● **PROVIDED ENTRIES**:
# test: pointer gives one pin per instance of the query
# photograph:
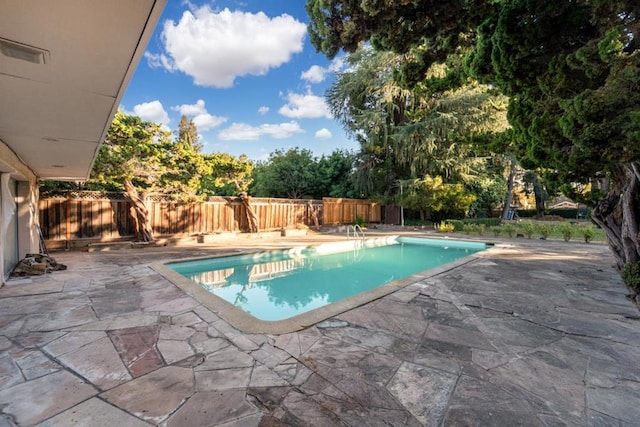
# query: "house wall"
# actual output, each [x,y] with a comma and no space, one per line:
[18,208]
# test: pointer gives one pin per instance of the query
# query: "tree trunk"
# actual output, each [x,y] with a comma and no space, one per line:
[251,215]
[314,215]
[618,214]
[538,194]
[144,232]
[510,181]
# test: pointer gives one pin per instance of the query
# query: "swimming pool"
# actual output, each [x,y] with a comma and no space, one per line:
[298,285]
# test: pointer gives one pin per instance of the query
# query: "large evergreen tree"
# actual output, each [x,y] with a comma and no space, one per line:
[570,67]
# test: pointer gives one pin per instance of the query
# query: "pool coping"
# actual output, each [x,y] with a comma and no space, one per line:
[247,323]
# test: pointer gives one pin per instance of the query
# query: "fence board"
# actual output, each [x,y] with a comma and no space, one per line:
[343,211]
[67,216]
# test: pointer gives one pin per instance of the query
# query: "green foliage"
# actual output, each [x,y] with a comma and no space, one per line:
[287,174]
[544,230]
[134,151]
[296,173]
[528,229]
[587,233]
[457,224]
[510,229]
[631,276]
[230,176]
[435,198]
[566,230]
[445,227]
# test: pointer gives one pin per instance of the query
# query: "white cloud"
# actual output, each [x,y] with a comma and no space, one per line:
[198,113]
[207,122]
[191,109]
[318,74]
[307,106]
[315,74]
[323,133]
[215,47]
[152,112]
[337,64]
[245,132]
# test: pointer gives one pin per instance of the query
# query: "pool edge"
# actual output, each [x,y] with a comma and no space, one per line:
[247,323]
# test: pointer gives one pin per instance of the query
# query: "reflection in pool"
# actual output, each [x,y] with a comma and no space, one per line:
[278,285]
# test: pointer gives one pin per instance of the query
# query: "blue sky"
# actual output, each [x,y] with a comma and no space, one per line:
[244,71]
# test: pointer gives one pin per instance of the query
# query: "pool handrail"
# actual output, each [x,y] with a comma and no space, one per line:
[358,233]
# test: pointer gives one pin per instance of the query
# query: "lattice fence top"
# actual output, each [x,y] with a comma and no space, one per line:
[83,195]
[161,198]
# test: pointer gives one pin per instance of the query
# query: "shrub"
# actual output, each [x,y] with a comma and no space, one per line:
[588,233]
[470,228]
[543,230]
[631,276]
[457,225]
[566,230]
[528,229]
[444,227]
[359,221]
[510,229]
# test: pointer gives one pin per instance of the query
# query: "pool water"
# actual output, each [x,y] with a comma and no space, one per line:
[278,285]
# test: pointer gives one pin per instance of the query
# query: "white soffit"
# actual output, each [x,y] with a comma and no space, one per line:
[54,115]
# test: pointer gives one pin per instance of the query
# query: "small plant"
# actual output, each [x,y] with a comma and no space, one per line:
[528,229]
[470,228]
[588,233]
[510,229]
[544,230]
[631,276]
[566,230]
[444,227]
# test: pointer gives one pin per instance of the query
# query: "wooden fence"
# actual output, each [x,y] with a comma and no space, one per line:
[342,211]
[99,216]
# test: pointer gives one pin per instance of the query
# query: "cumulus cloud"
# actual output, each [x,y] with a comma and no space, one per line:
[191,109]
[304,106]
[215,47]
[198,113]
[323,133]
[152,112]
[318,74]
[315,74]
[245,132]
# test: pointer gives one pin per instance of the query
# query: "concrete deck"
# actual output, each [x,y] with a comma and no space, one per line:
[535,333]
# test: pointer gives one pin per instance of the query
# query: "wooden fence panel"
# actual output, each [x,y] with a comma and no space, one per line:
[68,216]
[343,211]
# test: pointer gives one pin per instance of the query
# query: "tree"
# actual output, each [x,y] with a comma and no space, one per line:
[134,158]
[230,176]
[407,133]
[571,69]
[435,199]
[187,133]
[288,174]
[335,175]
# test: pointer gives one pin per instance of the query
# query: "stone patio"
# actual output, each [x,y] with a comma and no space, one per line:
[534,333]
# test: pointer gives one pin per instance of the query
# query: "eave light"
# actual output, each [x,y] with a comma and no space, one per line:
[23,52]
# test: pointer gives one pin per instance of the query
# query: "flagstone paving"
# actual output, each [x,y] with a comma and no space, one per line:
[531,333]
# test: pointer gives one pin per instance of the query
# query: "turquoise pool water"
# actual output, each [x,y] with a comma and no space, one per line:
[281,284]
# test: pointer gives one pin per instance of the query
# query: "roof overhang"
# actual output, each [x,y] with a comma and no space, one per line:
[64,66]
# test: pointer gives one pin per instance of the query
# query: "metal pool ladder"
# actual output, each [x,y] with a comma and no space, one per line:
[355,232]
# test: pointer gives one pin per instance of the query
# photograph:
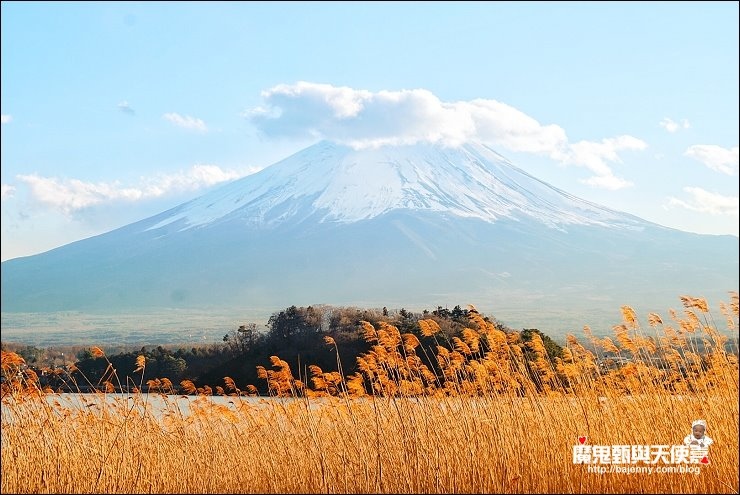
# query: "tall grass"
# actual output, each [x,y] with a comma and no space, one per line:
[485,420]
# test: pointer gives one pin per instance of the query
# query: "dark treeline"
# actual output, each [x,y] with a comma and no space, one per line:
[296,335]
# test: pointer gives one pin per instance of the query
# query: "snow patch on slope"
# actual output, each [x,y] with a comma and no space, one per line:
[347,185]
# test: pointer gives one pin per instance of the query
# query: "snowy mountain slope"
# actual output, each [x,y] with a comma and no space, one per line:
[345,185]
[396,226]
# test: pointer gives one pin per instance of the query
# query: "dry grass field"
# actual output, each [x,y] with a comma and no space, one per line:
[487,420]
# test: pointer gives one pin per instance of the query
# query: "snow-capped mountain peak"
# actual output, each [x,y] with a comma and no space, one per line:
[346,185]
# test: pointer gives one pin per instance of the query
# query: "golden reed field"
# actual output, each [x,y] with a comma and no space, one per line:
[487,419]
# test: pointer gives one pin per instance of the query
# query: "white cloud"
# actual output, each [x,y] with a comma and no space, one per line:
[707,202]
[71,195]
[361,118]
[7,191]
[126,108]
[607,182]
[715,157]
[186,121]
[671,126]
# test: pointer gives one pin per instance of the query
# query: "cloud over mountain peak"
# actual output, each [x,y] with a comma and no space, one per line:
[364,119]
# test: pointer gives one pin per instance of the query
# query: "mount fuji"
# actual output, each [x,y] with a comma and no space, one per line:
[394,226]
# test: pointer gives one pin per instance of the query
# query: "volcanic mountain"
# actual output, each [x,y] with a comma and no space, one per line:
[413,225]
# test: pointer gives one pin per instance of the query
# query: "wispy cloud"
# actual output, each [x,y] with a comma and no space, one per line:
[186,121]
[671,126]
[715,157]
[7,191]
[361,118]
[126,108]
[707,202]
[71,195]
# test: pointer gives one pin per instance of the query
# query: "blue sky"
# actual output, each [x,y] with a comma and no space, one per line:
[112,112]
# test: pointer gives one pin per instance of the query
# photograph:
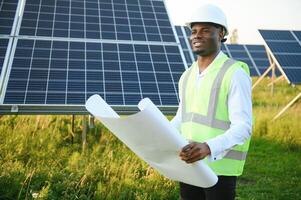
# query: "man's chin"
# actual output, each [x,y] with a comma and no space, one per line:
[200,52]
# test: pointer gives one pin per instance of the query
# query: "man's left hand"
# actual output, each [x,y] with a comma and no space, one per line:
[194,151]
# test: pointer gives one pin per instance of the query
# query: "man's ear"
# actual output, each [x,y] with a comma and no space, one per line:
[221,34]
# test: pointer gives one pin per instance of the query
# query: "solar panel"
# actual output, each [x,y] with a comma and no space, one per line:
[7,15]
[98,19]
[64,51]
[62,72]
[254,55]
[285,47]
[3,47]
[185,44]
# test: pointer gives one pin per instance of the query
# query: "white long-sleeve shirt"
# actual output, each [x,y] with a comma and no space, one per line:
[240,114]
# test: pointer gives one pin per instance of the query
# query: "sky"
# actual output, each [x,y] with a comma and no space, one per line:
[245,15]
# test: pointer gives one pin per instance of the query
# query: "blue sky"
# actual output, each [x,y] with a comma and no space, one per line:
[246,16]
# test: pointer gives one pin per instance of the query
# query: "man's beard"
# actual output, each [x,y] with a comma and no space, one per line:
[203,52]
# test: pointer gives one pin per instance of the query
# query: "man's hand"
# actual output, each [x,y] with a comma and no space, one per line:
[194,151]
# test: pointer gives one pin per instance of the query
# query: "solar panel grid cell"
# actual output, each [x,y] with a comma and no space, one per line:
[285,46]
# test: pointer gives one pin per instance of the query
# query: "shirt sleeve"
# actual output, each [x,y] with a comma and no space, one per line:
[176,121]
[240,116]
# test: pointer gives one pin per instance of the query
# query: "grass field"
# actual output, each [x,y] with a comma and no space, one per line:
[39,159]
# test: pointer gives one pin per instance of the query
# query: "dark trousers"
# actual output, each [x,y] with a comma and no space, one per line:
[223,190]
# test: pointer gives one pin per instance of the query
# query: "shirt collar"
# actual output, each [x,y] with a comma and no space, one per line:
[219,55]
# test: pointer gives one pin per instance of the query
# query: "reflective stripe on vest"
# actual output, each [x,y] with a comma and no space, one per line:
[210,119]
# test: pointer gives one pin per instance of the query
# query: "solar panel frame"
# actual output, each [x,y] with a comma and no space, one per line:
[284,47]
[8,16]
[33,88]
[35,84]
[150,21]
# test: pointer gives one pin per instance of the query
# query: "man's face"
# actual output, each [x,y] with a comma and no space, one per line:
[205,38]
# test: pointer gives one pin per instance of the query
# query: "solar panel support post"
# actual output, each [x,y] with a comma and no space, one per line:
[91,122]
[273,79]
[276,80]
[287,106]
[72,128]
[263,75]
[84,133]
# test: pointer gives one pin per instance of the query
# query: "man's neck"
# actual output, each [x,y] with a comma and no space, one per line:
[205,61]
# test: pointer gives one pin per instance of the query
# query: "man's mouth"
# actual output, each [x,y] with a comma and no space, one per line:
[198,43]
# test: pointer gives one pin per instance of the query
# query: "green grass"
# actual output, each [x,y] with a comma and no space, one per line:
[39,156]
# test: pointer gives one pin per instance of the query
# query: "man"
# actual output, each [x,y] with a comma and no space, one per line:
[215,110]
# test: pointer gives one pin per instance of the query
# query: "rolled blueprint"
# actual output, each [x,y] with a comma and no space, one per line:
[151,137]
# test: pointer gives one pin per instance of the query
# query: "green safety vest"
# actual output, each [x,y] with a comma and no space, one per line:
[205,111]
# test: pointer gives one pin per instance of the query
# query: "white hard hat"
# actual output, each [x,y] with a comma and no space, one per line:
[209,13]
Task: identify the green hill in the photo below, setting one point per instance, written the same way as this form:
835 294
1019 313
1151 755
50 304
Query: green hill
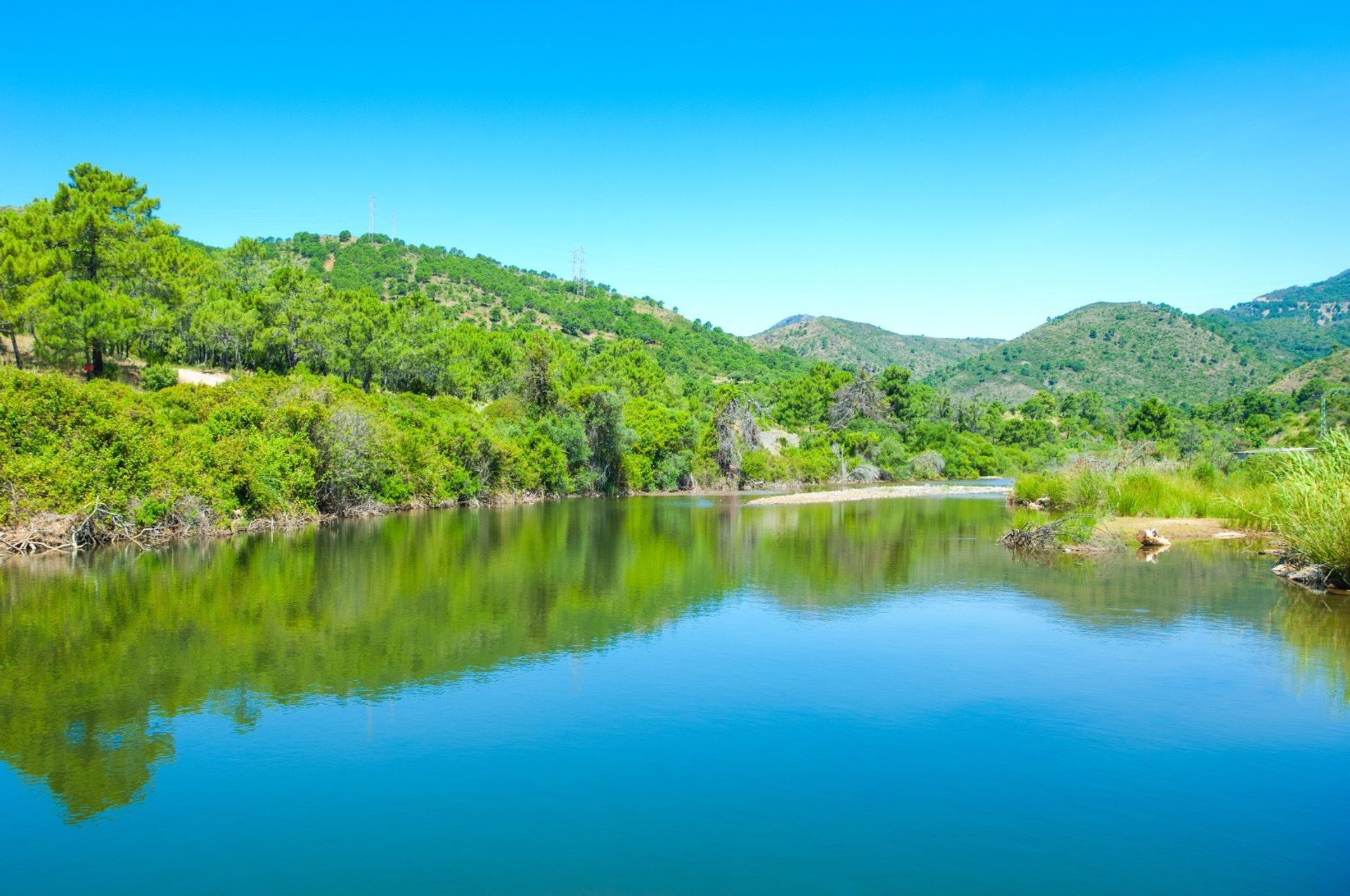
484 292
1333 369
1125 351
1291 325
845 342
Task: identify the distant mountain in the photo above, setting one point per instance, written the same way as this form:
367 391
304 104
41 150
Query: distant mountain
1125 351
848 342
1291 325
1334 369
485 292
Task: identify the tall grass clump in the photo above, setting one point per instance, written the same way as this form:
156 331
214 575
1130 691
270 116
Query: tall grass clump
1310 505
1160 490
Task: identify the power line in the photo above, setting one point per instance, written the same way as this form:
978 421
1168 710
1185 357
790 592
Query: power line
579 269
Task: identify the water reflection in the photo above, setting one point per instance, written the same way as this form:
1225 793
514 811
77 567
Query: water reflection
98 654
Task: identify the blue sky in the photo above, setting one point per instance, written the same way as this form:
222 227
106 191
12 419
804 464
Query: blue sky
944 171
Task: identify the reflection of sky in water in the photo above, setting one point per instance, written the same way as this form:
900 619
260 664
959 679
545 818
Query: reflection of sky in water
674 694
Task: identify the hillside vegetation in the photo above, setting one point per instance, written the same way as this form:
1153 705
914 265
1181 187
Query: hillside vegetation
368 374
1333 370
1291 325
845 342
1122 351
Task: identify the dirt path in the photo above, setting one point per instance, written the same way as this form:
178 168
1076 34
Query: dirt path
882 491
200 377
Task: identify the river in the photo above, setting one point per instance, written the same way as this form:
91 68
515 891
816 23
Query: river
678 695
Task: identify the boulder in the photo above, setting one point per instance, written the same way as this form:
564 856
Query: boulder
1152 539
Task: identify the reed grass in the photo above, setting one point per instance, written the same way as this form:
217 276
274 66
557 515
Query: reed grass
1310 505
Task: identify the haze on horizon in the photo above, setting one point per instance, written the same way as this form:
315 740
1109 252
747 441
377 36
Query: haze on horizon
945 173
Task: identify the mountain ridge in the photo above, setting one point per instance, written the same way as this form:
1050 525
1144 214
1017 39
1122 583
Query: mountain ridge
839 340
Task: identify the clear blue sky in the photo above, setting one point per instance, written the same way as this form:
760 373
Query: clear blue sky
934 171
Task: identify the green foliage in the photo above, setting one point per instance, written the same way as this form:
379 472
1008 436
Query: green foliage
1122 351
1311 505
155 377
1198 490
851 343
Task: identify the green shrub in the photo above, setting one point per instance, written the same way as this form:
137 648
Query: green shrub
1310 505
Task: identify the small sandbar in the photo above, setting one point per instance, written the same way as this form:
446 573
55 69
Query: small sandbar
1176 528
882 491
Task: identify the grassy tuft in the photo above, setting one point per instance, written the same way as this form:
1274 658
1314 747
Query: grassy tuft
1310 505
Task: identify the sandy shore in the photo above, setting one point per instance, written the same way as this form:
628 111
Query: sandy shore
1175 528
882 491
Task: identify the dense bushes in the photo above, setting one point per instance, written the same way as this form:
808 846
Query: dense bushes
1311 505
1157 490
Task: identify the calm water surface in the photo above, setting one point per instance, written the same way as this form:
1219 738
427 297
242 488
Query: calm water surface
670 695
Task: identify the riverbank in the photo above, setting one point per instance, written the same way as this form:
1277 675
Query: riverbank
871 493
1176 528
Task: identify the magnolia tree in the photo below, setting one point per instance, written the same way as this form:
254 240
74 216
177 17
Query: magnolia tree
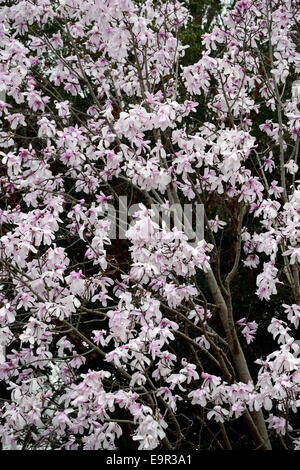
118 334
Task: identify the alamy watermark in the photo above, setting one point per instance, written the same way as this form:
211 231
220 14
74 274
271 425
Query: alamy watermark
188 218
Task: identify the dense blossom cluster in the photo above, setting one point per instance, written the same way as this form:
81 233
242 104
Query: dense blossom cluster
95 100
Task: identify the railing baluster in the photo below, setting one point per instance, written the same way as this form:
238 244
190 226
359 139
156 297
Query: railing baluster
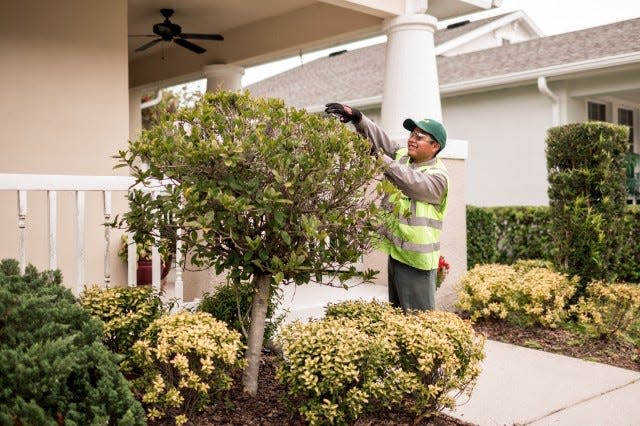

● **WHAT YOU WILL DO**: Whenever the word "field" turns up in a line of the listing above, copy the line.

● **RESPONSE**:
# query: "dry grass field"
# query: "golden reed field"
# query: "grass field"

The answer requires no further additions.